■ **Selection**
Article 42 relates to the extension of certain franchise tax credits.
 
Article 43 would allow the Comptroller to enter into contracts with procurement specialists to more effectively and inexpensively procure items purchased and used by state agencies. The specialist would be paid from the cost savings generated.
 
Article 44 would change the period for the sales and use tax holiday from the period beginning at12:01 a.m. on the third Friday in August and ending at 12 a.m. on the following Sunday, to a period beginning at 12:01 a.m. on the first Friday in August and ending at 12 a.m. on the following Sunday.
 
Article 45 would amend several sections of the Government Code related to the development of state budgets and the publication of related documentation, including: requiring the Legislative Budget Board (LBB) to hold public hearings each state fiscal year to hear a report from the comptroller on the financial condition of the state and receive public testimony; requiring the LBB to hold public hearings on interim budget reduction requests from state agencies; requiring the Comptroller of Public Accounts to publish data related to revenue from fees; and amending procedures related to the Cash Management Committee.

■ **Tasks for this exercise**
**A)** According to the legislative summary, how would the procurement specialists under Article 43 be paid?
**B)** Rescale part of the rows. Begin at the line in the rows that contains "Task: locate the house", stop after the last line of the rows, and reproduce only those lines, including the task lines, with every pixel coordinate in the marker lines multiplied by 0.55 and rounded to a whole number (halves round up); omit the picture.

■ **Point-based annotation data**
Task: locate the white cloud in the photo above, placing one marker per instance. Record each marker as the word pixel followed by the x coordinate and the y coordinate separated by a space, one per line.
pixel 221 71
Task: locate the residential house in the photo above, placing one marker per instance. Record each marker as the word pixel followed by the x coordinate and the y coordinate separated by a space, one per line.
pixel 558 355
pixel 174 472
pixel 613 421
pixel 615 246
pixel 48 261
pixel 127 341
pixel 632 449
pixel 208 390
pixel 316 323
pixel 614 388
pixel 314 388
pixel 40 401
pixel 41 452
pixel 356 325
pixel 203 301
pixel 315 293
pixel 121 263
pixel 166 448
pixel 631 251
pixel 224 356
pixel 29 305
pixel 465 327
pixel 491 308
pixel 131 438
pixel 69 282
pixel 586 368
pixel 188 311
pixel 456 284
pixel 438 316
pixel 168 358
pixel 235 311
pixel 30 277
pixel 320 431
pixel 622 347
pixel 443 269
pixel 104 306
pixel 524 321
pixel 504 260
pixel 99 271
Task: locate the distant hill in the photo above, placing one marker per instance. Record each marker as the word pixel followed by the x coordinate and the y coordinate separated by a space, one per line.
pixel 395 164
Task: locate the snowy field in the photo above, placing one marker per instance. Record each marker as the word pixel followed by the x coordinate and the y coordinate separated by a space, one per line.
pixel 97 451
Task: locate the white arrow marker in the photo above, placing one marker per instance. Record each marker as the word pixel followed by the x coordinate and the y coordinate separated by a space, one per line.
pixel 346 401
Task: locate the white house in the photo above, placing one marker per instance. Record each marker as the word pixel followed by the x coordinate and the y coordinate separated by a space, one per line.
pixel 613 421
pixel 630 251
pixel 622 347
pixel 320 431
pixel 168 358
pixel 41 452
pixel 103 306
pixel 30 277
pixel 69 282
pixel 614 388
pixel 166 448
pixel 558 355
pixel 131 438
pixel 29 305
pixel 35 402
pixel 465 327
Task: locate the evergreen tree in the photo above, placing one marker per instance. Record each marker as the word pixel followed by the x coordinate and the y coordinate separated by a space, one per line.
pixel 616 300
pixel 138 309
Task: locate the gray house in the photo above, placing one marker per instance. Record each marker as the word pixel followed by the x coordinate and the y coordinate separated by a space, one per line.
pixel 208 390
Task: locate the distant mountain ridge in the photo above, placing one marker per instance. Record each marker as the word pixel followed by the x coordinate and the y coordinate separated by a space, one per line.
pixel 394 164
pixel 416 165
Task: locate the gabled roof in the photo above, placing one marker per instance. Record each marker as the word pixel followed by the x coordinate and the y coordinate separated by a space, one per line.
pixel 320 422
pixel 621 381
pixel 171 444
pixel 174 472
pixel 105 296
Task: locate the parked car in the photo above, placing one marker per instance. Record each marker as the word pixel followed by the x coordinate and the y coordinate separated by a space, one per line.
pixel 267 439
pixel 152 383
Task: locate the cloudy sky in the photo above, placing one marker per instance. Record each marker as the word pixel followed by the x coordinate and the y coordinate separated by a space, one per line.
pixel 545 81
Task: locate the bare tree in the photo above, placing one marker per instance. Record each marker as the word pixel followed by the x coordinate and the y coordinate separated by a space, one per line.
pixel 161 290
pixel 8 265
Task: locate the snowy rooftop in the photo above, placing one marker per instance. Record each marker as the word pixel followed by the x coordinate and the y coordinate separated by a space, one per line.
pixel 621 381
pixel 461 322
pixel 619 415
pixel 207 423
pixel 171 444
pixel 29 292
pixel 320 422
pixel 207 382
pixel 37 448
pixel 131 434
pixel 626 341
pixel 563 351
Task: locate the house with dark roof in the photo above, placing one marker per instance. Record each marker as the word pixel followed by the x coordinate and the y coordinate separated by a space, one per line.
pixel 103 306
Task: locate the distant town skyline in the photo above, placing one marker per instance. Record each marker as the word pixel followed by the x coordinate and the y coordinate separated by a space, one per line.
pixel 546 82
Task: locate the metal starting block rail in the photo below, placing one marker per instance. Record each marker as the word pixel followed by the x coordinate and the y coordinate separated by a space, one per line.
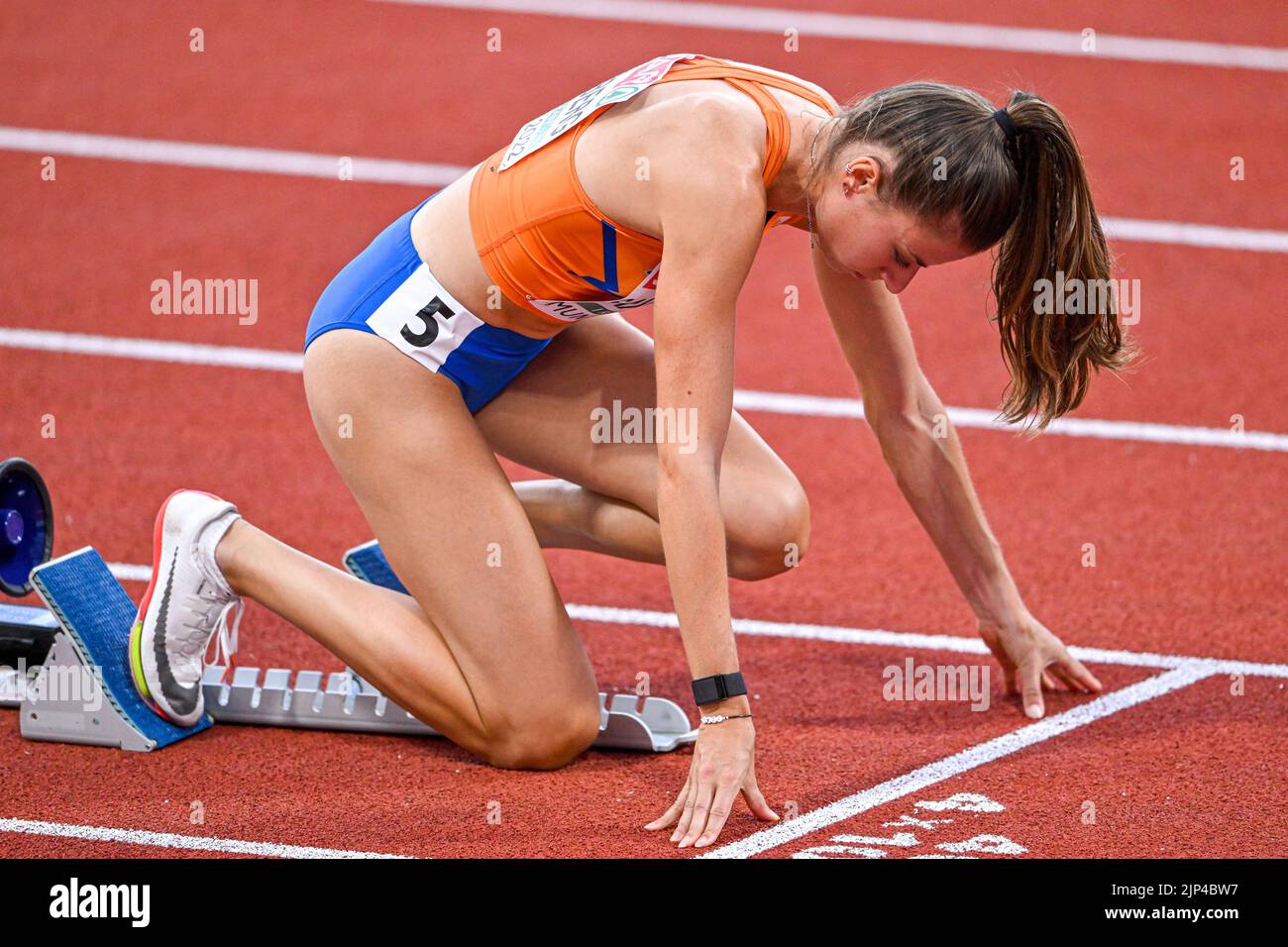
pixel 82 693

■ **Task-by-task outputs**
**A)** From the cost savings generated.

**B)**
Task: locate the house with dark roof in the photo above, placing one marker per instance. Record each marker as the word pixel followed by the x coordinate and the y coordinate separated by a space, one per line.
pixel 57 168
Task: locate the distant town skyline in the photo above, placing one marker per instance. Record each marker as the word pixel followed by the x coordinate and the y coordinate separated by a space, one per line.
pixel 300 45
Task: locate the metal starting block rail in the photo below, placing one marker per instance. Record each marker as the word pixel followed by the x coordinate and the y coordinate separated by a space, one per line.
pixel 45 381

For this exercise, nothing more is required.